◆ **Your task**
Every line containing the word "blue" is to be copied from the data below.

◆ **Data to process**
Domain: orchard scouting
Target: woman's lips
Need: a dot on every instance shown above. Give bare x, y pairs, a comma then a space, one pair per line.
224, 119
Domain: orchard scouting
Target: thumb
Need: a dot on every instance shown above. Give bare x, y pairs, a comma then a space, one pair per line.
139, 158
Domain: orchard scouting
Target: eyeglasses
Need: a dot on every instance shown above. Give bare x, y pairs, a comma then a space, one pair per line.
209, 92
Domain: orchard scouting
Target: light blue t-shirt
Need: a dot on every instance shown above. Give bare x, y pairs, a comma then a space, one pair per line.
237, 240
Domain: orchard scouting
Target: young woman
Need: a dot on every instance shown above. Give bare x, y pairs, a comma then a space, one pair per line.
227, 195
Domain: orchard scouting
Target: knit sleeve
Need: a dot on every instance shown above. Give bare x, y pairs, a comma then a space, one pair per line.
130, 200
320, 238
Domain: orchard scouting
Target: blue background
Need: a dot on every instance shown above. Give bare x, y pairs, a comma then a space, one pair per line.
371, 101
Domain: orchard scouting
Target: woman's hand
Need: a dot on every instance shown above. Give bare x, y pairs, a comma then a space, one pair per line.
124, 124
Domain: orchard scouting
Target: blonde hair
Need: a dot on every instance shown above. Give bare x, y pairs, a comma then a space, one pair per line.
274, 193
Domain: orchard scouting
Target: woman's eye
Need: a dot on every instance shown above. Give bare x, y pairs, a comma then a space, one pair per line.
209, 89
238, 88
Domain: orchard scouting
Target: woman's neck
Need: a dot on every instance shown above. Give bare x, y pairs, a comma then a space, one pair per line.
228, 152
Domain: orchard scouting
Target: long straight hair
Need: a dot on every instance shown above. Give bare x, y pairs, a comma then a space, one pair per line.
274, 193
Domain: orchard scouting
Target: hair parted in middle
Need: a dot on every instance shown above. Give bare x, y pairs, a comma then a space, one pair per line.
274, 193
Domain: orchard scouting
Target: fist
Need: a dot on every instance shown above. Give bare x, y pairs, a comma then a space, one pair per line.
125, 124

◆ **Output of the exercise**
Target: light blue t-shirt
Target: blue background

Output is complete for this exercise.